===== Records for the exercise =====

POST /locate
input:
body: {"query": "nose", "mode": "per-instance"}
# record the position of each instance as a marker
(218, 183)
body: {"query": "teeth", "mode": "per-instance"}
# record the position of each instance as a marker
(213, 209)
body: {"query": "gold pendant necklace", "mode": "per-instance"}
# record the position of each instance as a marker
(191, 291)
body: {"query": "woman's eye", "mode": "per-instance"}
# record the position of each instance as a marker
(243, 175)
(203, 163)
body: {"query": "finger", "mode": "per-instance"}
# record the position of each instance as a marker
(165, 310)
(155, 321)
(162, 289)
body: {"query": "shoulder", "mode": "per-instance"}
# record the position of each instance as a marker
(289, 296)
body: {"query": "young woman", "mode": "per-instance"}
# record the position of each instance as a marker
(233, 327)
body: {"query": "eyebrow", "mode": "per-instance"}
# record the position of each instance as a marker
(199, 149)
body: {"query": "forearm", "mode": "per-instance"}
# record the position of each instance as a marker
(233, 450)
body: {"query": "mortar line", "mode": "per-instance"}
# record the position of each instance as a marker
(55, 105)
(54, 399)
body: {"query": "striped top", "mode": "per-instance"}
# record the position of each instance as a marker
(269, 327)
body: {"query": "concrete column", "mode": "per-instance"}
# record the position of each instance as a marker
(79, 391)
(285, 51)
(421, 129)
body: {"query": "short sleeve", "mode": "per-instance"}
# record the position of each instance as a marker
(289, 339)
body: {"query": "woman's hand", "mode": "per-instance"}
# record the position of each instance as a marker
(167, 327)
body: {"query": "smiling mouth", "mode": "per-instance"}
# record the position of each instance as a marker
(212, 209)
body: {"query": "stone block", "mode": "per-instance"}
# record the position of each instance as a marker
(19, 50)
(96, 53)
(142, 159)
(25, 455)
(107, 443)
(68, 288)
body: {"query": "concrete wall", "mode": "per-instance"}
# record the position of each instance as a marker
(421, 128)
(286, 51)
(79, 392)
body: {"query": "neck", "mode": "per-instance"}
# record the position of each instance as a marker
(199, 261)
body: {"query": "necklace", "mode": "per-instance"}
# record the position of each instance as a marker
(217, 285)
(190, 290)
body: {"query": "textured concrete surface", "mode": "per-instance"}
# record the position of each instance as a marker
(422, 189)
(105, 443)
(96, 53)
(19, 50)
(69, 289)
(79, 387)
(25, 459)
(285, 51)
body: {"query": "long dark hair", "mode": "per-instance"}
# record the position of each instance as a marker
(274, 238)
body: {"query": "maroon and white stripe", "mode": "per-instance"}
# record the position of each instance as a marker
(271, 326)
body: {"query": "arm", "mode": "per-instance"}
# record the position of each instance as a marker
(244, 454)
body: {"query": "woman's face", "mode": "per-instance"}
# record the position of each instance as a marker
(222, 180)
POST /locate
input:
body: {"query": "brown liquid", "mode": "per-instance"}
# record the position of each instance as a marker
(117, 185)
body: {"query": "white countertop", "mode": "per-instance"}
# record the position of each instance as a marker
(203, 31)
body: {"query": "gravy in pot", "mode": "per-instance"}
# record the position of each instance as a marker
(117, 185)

=====
===== Records for the exercise =====

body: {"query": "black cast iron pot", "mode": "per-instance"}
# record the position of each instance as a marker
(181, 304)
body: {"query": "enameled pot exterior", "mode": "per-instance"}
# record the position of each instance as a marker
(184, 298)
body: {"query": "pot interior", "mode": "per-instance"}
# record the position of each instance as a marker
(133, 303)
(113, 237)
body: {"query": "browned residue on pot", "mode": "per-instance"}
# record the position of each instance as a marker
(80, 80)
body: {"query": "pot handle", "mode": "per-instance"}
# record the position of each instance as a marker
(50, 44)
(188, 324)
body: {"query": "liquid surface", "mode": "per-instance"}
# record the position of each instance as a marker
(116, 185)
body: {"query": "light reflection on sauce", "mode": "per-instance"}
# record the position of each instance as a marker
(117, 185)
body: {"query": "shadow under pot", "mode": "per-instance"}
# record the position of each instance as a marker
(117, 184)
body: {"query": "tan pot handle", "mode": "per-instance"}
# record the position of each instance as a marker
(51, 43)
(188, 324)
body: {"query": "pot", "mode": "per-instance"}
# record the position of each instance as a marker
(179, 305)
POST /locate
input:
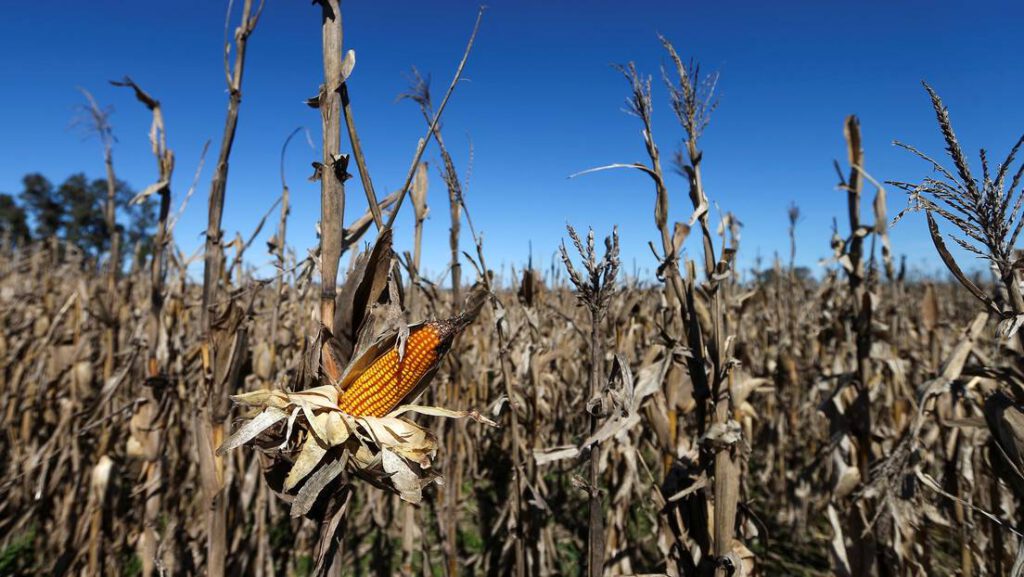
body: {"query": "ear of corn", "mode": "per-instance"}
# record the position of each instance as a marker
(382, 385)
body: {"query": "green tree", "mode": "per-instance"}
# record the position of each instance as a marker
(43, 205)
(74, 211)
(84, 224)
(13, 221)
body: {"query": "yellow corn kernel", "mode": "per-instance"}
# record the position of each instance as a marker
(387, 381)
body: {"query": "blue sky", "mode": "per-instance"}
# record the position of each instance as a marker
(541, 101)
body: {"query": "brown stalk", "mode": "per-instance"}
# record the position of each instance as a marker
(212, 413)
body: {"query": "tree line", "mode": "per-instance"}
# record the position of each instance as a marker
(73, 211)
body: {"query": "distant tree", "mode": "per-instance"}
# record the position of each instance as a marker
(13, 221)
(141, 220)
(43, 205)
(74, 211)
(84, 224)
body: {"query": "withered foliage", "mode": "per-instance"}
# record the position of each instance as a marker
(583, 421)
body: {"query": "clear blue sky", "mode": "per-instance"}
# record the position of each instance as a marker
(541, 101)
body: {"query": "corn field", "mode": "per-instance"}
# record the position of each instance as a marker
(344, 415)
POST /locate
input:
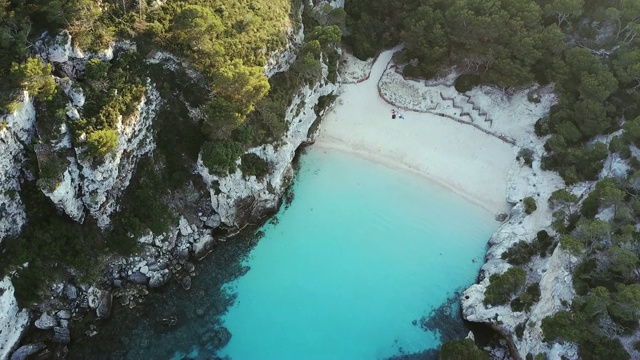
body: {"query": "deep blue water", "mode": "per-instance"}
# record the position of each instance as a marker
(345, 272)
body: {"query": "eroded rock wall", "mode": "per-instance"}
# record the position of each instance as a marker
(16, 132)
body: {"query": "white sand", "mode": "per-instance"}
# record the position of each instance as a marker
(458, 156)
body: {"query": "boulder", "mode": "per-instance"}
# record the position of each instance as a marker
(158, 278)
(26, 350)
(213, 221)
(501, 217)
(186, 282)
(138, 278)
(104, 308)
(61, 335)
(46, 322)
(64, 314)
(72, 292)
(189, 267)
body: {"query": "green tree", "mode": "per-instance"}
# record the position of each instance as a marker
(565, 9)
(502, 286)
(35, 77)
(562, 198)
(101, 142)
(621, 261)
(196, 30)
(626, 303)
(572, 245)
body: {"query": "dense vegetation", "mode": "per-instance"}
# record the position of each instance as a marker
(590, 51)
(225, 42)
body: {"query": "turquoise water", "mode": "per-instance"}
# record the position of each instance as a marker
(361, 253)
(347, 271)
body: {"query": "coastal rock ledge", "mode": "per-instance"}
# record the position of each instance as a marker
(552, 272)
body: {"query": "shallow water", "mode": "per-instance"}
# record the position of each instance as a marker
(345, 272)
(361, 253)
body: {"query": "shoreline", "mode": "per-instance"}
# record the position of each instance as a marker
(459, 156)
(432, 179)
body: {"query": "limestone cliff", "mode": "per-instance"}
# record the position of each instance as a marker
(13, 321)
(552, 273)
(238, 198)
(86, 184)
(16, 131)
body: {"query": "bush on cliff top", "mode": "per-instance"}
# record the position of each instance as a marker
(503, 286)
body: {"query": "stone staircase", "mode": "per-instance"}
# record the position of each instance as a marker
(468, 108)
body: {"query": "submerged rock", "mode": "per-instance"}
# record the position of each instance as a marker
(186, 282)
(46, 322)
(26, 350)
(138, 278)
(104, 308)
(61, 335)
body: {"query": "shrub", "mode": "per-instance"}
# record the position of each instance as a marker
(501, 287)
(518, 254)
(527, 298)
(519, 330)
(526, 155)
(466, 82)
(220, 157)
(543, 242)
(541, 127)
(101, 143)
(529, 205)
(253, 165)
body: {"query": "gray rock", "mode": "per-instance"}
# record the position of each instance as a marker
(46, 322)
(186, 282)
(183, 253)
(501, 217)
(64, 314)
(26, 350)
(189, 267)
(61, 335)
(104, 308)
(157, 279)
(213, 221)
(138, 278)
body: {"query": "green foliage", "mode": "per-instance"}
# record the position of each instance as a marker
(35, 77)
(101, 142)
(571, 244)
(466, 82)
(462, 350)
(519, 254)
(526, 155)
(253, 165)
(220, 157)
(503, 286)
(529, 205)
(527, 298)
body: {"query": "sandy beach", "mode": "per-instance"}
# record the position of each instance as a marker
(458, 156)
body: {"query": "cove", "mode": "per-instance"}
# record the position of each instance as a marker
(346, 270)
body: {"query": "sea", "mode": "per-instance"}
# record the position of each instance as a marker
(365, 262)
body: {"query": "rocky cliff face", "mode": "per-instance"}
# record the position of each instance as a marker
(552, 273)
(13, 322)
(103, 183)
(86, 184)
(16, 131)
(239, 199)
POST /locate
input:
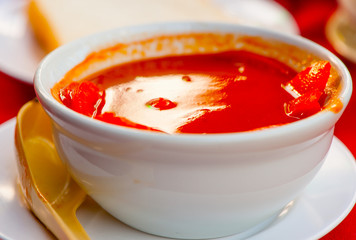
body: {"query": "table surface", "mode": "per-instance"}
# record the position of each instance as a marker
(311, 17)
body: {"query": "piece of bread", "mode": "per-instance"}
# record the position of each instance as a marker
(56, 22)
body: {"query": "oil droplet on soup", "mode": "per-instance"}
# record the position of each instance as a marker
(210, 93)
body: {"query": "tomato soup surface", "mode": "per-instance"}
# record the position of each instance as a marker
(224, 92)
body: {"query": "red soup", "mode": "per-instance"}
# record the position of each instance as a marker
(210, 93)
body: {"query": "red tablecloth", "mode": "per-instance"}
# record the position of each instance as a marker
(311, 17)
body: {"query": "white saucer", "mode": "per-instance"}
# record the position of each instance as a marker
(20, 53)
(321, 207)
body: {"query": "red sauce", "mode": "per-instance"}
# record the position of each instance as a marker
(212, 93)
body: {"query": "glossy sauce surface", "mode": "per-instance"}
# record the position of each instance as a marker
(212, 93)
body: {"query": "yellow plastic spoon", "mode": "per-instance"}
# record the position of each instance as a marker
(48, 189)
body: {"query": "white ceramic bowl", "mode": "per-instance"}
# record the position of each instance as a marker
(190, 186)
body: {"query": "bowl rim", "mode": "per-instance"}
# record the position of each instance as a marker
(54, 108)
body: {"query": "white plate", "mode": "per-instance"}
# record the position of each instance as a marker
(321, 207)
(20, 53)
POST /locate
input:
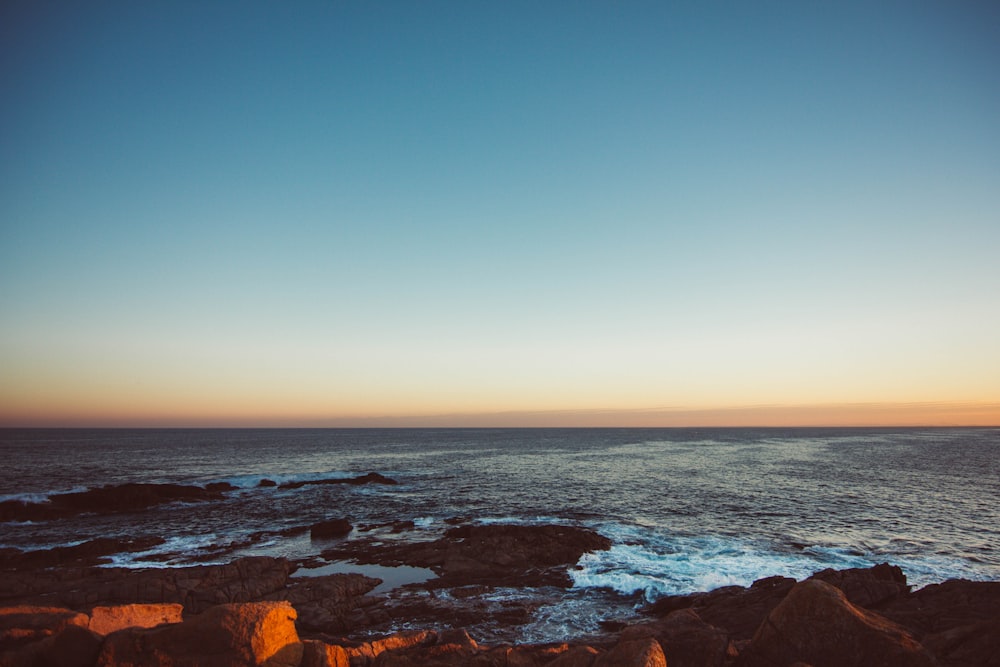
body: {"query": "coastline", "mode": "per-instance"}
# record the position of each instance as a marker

=====
===== Records for the exercise =====

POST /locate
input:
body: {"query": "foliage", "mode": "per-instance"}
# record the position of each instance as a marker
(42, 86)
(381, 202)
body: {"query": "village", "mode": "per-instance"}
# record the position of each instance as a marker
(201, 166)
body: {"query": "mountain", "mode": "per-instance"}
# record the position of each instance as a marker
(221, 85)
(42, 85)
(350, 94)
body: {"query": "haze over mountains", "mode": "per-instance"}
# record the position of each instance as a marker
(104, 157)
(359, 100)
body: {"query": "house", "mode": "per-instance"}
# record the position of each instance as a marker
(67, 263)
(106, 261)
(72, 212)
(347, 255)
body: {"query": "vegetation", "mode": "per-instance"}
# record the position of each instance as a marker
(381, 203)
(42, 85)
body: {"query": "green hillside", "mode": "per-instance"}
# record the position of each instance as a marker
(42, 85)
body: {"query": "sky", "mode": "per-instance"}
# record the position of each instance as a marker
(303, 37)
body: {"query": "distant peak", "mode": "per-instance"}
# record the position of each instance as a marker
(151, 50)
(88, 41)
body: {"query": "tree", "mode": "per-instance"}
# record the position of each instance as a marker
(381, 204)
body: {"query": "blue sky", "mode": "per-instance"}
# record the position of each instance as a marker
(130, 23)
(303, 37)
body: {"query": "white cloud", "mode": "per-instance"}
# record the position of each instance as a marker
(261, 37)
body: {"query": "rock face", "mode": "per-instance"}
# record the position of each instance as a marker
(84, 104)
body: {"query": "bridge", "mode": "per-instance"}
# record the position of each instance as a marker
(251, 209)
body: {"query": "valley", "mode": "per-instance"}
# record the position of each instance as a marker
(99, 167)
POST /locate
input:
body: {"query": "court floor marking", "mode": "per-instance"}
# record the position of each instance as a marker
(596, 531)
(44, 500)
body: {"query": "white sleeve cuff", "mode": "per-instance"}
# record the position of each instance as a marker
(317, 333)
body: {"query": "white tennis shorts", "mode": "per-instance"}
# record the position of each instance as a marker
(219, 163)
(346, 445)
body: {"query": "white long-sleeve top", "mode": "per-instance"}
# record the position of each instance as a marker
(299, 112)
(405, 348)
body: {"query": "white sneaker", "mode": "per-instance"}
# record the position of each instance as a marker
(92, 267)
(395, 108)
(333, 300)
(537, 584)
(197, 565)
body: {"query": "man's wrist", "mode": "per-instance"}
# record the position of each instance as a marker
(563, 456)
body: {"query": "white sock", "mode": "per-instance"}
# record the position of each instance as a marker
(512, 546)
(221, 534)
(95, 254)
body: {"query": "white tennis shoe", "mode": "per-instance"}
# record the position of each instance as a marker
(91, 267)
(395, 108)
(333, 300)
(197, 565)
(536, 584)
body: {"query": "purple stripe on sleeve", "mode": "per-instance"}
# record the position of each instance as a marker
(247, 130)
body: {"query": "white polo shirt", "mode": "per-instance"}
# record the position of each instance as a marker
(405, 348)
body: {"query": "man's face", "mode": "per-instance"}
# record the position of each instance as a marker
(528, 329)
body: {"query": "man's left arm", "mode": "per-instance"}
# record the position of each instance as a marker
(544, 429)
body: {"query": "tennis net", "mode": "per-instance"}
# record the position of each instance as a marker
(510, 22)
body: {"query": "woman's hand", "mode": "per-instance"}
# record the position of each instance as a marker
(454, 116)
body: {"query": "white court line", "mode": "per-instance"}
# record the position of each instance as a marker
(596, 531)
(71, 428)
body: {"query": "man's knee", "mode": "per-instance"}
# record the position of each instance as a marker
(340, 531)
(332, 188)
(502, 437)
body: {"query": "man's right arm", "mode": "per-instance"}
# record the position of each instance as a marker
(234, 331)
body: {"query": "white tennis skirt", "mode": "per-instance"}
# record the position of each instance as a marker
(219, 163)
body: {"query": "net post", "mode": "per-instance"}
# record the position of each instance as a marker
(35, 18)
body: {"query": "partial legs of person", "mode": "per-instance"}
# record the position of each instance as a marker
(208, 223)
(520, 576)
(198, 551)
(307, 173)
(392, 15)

=====

**Your assignment**
Your reply must consist of a number alone: the count of lines in the listing that contain the string "blue".

**Exercise output**
4